TASK REQUIREMENTS
Write out the entries again. Match each one exactly.

GIVEN RECORDS
****

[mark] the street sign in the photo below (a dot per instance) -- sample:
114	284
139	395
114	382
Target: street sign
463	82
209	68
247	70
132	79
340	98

****

ANSWER TO THIS TASK
[mark] the street sign in the photo below (a dot per instance) -- sample:
114	284
139	395
114	382
Target: street sign
463	82
209	68
247	70
132	79
340	98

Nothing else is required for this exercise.